GIVEN PASSAGE
And indeed, last week, the FBI executed a search warrant on my residence. This happened one day after my attorneys had left a message on the lead FBI investigator's voice mail confirming my continued readiness to answer questions and otherwise cooperate.

My girlfriend's home was also searched. She was manhandled by the FBI upon their entry, not immediately shown the search warrant. Her apartment was wrecked, while FBI agents screamed at her that I had killed five people and that her life would never be the same again. She was terrified by their conduct, put into isolation for interrogation for eight hours. I was horrified. The search was another media event.

The next day I was put on paid leave from my new job at Louisiana State University. This is very painful to me, though once again I understand the circumstances in which my employers find themselves in light of these actions taken against me.

As a scientist in the field of biological warfare defense, I have never had any reservations whatsoever about helping the anthrax investigation in any way that I could. It's true that my research expertise in biology, for example, the Ebola virus, the Marburg virus, and monkeypox, and not bacteriology, as in the case of the anthrax organism.

It's also true that I have never, ever worked with anthrax in my life. It's a separate field from the research I was performing at Fort Detrick.

But if I could be of assistance, I was happy to help. This is the price, I think, that scientists in this field are happy to pay. And this price is more than offset by the satisfaction I think we all gain in doing work that we believe is important for the security of our country.

All Americans value the freedom of speech and the freedom of the press, and I believe this is essential for our continued way of life. But with this freedom comes responsibility. That responsibility has been abdicated here by some in the media and some in the government.

I am appalled at the anthrax terrorist incident, and I wish the authorities godspeed in catching the culprits or culprit. I do not object to being considered a subject of interest by the authorities because of my knowledge and background in the field of biological warfare defense. But I do object to an investigation characterized, as this one has been, by outrageous official statements, calculated leaks to the media, and causing a feeding frenzy operating to my great prejudice.

I especially object to having my character assassinated by reference to events from my past which bear absolutely no relationship to the question of who the anthrax killer is.

After eight months of one of the most intensive public and private investigations in American history, no one, no one has come up with a shred of evidence that I had anything to do with the anthrax letters. I have never worked with anthrax. I know nothing about this matter.

As a substitute, the press and now the public have been offered events from my past going back 20 or more years, as if this were critical to the matter at hand. In fact, it is not.

It is a smoke screen calculated to obscure the fact that there is no evidence that I, the currently designated fall guy, have anything to do with the anthrax letters.

No more than any of you, I do not claim to have lived a perfect life. Like yourselves, there are things I would probably do or say differently than I did 10 or 20 or more years ago. Modern information-retrieval technology, coupled with sufficient motivation, can lead to anyone's life and work being picked apart for every error, wrinkle, failed memory or inconsistency. Mine can; so can yours.

Does any of this get us to the anthrax killers? If I am a subject of interest, I'm also a human being. I have a life. I have, or I had, a job. I need to earn a living. I have a family, and until recently, I had a reputation, a career and a bright professional future.

I acknowledge the right of the authorities and the press to satisfy themselves as to whether I am the anthrax mailer. This does not however, give them the right to smear me and gratuitously make a wasteland of my life in the process. I will not be railroaded.

I am a loyal American. I am extremely proud of the work I have done for the United States and for my country and her people. I expect to be treated as such by the representatives of my government and those who report its work.

Thank you very much, ladies and gentlemen.

INFORMATION PROVIDED
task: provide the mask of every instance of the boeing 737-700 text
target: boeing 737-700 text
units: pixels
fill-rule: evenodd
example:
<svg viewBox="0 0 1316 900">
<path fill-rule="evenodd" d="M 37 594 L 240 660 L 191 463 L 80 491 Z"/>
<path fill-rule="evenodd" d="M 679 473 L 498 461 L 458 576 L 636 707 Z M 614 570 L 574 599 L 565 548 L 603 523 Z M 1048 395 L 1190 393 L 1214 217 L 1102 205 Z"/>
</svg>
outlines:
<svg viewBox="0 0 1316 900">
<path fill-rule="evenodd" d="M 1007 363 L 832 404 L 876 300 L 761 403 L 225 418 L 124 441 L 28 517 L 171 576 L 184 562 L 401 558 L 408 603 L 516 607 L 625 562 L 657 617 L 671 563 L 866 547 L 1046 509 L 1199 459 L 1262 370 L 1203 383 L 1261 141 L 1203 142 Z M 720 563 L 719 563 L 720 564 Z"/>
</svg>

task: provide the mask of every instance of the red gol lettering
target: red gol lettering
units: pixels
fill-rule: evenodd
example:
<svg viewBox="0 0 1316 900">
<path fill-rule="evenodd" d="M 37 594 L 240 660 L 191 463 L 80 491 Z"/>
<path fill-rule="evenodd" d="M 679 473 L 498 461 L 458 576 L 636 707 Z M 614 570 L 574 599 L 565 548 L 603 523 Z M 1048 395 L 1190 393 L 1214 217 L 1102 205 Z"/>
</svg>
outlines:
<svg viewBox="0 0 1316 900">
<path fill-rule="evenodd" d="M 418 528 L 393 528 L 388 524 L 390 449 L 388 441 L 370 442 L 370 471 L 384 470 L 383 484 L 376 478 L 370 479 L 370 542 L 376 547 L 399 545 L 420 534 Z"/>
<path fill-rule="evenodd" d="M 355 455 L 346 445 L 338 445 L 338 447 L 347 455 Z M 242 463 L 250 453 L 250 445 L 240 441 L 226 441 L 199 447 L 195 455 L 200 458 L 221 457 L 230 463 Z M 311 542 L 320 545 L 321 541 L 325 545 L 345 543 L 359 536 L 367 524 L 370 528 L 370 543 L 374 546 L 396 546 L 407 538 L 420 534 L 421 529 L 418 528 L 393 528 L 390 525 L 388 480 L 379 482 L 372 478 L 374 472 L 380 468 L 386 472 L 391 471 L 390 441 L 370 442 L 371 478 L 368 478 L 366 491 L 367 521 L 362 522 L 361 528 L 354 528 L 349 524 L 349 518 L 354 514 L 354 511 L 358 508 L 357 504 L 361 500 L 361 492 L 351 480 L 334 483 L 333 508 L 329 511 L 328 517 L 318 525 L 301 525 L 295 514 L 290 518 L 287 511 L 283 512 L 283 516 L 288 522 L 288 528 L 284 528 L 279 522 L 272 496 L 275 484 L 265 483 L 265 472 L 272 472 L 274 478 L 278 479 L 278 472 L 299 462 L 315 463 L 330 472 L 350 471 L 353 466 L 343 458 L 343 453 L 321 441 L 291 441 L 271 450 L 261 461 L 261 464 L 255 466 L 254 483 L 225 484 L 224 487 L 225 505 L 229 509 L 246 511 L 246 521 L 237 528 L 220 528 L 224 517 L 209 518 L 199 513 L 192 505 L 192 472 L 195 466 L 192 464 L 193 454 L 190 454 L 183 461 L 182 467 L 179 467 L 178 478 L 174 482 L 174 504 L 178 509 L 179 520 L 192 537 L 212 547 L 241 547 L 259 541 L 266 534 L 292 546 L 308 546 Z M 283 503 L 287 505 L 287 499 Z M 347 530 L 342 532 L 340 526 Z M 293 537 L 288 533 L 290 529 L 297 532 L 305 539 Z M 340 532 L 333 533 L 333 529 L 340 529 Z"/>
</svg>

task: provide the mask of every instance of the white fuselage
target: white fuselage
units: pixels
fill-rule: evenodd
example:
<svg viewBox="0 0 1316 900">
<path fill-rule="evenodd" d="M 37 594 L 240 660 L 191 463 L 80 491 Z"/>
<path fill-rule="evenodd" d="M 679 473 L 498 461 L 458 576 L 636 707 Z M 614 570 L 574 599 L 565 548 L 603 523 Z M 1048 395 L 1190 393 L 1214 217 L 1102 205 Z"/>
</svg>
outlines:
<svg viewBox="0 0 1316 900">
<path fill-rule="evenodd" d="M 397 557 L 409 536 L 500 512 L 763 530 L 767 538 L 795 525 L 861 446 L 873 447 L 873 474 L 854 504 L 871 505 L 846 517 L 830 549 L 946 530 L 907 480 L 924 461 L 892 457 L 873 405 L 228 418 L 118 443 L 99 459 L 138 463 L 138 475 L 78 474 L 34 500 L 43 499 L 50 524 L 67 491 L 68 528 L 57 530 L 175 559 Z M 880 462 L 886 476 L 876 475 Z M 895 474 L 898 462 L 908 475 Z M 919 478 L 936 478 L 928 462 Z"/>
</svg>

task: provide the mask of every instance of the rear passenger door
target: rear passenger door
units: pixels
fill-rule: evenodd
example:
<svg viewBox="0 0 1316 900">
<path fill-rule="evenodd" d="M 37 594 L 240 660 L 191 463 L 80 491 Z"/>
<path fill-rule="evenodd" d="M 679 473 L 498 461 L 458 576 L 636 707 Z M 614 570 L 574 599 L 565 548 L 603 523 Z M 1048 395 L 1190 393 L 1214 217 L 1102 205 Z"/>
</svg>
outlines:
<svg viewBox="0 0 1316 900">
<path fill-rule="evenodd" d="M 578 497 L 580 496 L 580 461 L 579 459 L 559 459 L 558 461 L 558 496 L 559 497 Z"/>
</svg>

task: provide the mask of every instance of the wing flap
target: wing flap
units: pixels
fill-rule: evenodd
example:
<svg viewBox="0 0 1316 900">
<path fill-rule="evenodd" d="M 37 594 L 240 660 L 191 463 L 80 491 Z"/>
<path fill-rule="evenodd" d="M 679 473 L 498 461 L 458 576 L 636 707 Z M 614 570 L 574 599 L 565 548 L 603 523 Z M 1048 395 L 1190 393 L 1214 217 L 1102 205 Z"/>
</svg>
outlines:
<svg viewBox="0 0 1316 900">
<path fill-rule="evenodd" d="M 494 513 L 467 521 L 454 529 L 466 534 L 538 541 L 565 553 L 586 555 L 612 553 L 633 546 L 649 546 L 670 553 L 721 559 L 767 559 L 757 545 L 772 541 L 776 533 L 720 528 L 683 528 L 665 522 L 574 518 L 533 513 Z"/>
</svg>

ACTIVITIES
• 1. In the statement, how long was the speaker's girlfriend held in isolation for interrogation?
• 2. Reproduce the statement's wording between "I especially object" and "anthrax killer is.", inclusive.

ANSWERS PER TASK
• 1. Eight hours.

• 2.
I especially object to having my character assassinated by reference to events from my past which bear absolutely no relationship to the question of who the anthrax killer is.